WORK TO DO:
Gather every line of the material below that contains the string "index". Treat uppercase and lowercase as different.

INFORMATION PROVIDED:
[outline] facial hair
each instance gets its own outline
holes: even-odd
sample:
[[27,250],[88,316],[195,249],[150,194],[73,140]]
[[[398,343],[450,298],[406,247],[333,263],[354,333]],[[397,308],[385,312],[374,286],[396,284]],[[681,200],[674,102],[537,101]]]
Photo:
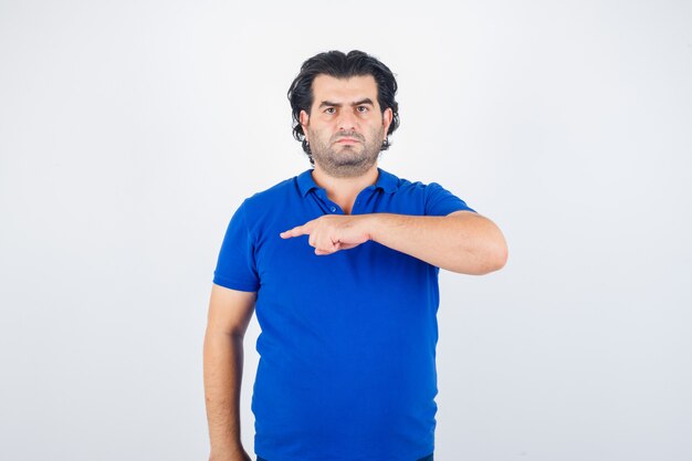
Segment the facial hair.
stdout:
[[[355,178],[365,175],[377,163],[382,147],[384,127],[374,128],[369,136],[355,132],[339,132],[326,143],[310,127],[307,135],[316,165],[334,178]],[[338,144],[338,139],[344,137],[357,139],[358,143]]]

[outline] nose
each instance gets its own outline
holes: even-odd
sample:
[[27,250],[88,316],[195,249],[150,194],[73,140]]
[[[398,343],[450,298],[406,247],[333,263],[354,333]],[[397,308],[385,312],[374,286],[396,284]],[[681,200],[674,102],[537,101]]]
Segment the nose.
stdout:
[[356,116],[352,111],[340,111],[338,129],[344,132],[353,132],[356,129]]

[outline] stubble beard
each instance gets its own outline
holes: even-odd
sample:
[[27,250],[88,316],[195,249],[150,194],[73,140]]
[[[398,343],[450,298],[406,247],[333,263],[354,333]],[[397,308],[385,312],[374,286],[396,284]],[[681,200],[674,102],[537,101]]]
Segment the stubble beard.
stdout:
[[[365,175],[379,158],[384,129],[374,129],[369,140],[357,133],[339,133],[324,143],[316,133],[307,129],[310,149],[315,160],[327,175],[334,178],[355,178]],[[335,144],[339,137],[358,139],[356,144]]]

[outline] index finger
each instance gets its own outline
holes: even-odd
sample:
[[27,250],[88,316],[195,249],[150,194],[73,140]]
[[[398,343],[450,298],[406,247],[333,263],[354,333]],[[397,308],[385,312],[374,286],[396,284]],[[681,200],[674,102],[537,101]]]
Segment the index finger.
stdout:
[[305,231],[304,226],[296,226],[293,229],[281,232],[279,235],[281,235],[282,239],[290,239],[292,237],[305,235],[306,233],[308,232]]

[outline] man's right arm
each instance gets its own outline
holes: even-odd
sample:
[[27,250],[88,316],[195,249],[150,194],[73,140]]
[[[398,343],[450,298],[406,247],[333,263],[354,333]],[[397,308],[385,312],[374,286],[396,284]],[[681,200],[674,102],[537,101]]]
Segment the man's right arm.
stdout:
[[205,396],[210,461],[250,461],[240,441],[243,337],[256,292],[212,285],[205,335]]

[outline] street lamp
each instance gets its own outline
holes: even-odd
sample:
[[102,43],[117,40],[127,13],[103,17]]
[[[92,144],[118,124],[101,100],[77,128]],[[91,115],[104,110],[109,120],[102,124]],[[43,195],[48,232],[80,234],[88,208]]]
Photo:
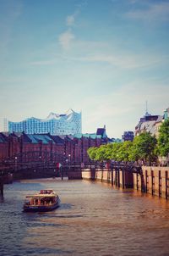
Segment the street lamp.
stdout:
[[69,170],[70,170],[70,159],[71,158],[71,154],[69,153],[68,154],[68,169],[69,169]]
[[15,170],[15,171],[17,170],[17,159],[18,159],[18,158],[14,157],[14,170]]

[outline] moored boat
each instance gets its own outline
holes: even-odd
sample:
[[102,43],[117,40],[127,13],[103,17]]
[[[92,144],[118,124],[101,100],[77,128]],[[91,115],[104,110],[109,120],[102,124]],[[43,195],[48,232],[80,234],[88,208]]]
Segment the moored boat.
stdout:
[[40,193],[26,196],[23,206],[25,212],[52,211],[59,206],[59,197],[52,189],[41,190]]

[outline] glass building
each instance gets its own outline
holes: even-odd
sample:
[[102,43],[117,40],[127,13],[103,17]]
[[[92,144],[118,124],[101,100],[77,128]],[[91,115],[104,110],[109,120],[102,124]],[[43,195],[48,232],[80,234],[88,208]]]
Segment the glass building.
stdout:
[[8,121],[8,131],[25,131],[26,134],[49,132],[52,135],[81,133],[81,112],[69,109],[63,114],[50,113],[45,120],[31,117],[20,122]]

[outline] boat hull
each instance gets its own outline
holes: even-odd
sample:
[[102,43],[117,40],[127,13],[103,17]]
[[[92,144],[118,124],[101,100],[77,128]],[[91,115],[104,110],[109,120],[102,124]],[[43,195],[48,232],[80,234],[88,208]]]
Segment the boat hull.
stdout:
[[24,205],[24,212],[48,212],[59,207],[59,201],[52,205]]

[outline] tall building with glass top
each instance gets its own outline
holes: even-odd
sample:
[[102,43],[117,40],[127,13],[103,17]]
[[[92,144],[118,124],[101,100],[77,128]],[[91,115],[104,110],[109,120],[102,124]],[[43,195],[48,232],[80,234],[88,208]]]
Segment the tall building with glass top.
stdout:
[[82,132],[81,112],[76,113],[69,109],[65,114],[50,113],[45,120],[35,117],[20,122],[8,121],[9,132],[50,133],[52,135],[74,135]]

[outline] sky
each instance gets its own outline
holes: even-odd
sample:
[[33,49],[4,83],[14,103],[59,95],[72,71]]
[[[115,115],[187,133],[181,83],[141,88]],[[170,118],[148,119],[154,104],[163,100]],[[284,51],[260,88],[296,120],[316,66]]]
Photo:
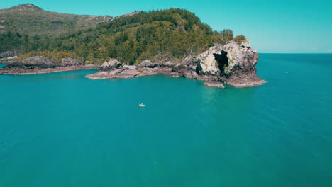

SOLUTION FOR THIS EXERCISE:
[outline] index finger
Segment the index finger.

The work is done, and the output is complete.